- TEXT PROVIDED
______________________________

As part of what we can offer with Ubuntu, we should be able to bundle all aspects of your infrastructure too. Need a website? Check. Need a forum? Check. Need a bug tracker? Check.

Fortunately we have a powerful cloud orchestration tool in Juju that can not only simplify the deployment, management, and scaling of the service, but could potentially take virtually all of the pain out of getting the site set up in the first place, and then scale up where needed.

The Idea

Let’s assume I have just published my first version of my app in Ubuntu. I now need a simple website to get my app on the web and known to users. While I want to start simple, there is a possibility though that my project may become hugely popular making me a king among men and require a larger, more expansive web presence.

Let’s start simple though. Ideally, I want to be able to specify some configuration detail like this in a file:

   app-name: Read All About It
   download-archive-name: readallaboutit
   launchpad-project: readallaboutit
   website-strapline: All the headlines in your hand.
   screenshots: ['',
   page-about: True
   page-developers: True
   page-screenshots: True
   page-contact: False

…and then do this:

juju deploy --config myconfig.yaml ubuntu-app-website

The charm would read in the configuration file and generate a set of static web pages based on that configuration.

As an example, it would pre-populate chunks of the page, and generate developer information on the Developer page with details of the main branch, bug tracking, a form to submit a bug, and more (we can pull this from the Launchpad project).

It could look simple like this:

This would mean an app developer could spin-up a super light-weight app website with just a configuration file and Juju on whichever cloud service they prefer. This would be light-weight both in terms of getting up and running and resource usage; you could set this up on a tiny cloud instance. As ever, if my project was to get slashdotted I could scale up the service, as with any other Juju charm.

______________________________

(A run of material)
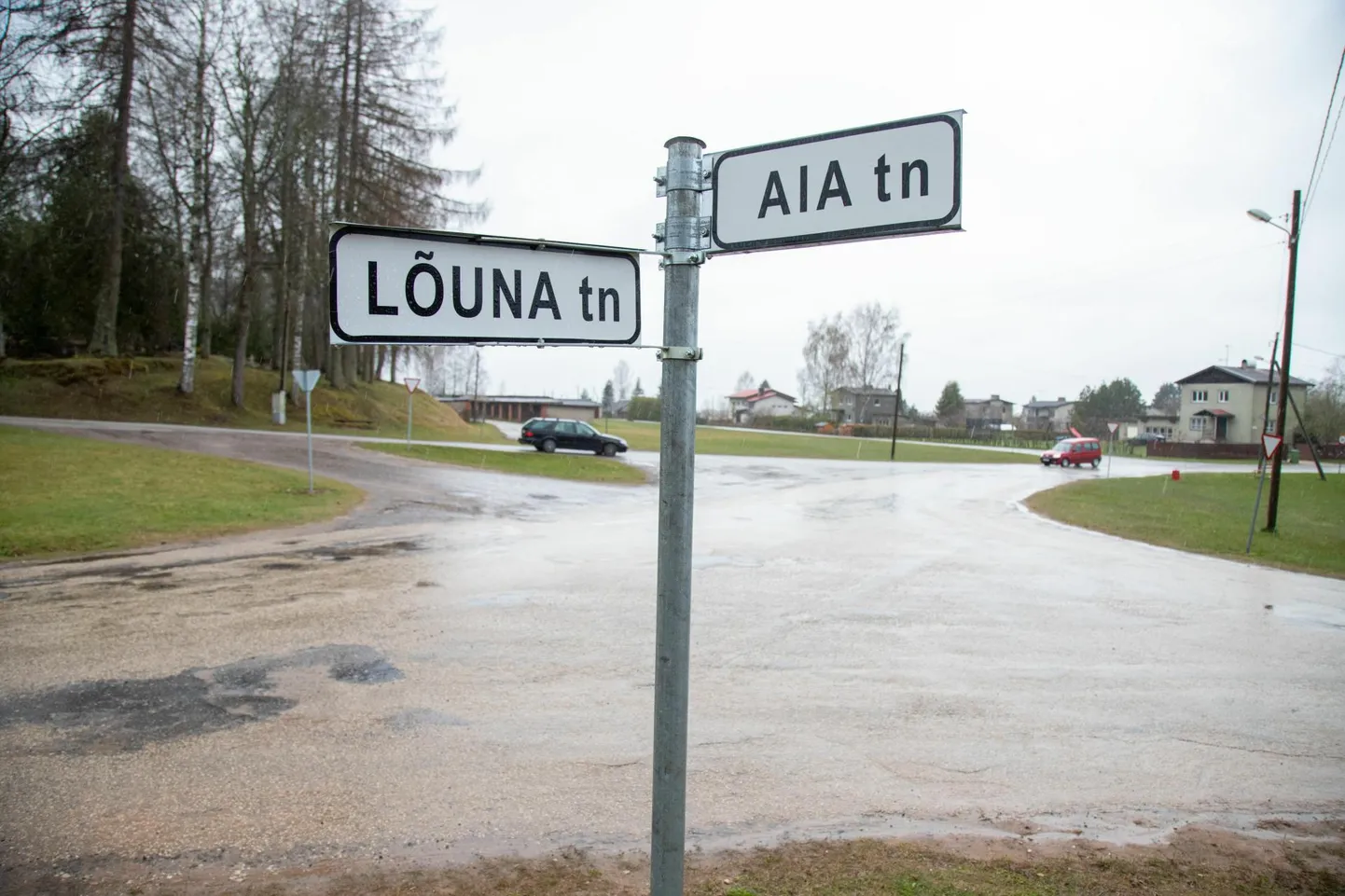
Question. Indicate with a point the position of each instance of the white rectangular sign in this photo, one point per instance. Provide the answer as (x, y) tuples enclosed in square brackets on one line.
[(395, 285), (882, 181)]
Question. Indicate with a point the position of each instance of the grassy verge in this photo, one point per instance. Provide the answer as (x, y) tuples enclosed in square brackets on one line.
[(1210, 514), (529, 463), (1223, 866), (709, 440), (62, 494), (146, 391)]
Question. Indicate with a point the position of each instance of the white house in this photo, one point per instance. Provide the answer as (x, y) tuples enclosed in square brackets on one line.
[(763, 401)]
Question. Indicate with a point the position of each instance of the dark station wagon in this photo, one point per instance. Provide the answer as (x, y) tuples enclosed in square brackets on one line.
[(549, 434)]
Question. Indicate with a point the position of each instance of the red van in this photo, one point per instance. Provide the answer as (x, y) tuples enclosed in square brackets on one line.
[(1074, 452)]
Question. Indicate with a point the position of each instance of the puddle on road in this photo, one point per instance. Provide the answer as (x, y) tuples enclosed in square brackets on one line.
[(128, 714), (1317, 615), (712, 561)]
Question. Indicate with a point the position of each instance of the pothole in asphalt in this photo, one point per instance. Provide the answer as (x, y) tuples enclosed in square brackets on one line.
[(128, 714)]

______________________________

- TASK DESCRIPTION
Can you reproduce, word for word, the passage of the text on Juju app websites from "Fortunately we have" up to and including "in your hand."?

- WORKED ANSWER
Fortunately we have a powerful cloud orchestration tool in Juju that can not only simplify the deployment, management, and scaling of the service, but could potentially take virtually all of the pain out of getting the site set up in the first place, and then scale up where needed.

The Idea

Let’s assume I have just published my first version of my app in Ubuntu. I now need a simple website to get my app on the web and known to users. While I want to start simple, there is a possibility though that my project may become hugely popular making me a king among men and require a larger, more expansive web presence.

Let’s start simple though. Ideally, I want to be able to specify some configuration detail like this in a file:

   app-name: Read All About It
   download-archive-name: readallaboutit
   launchpad-project: readallaboutit
   website-strapline: All the headlines in your hand.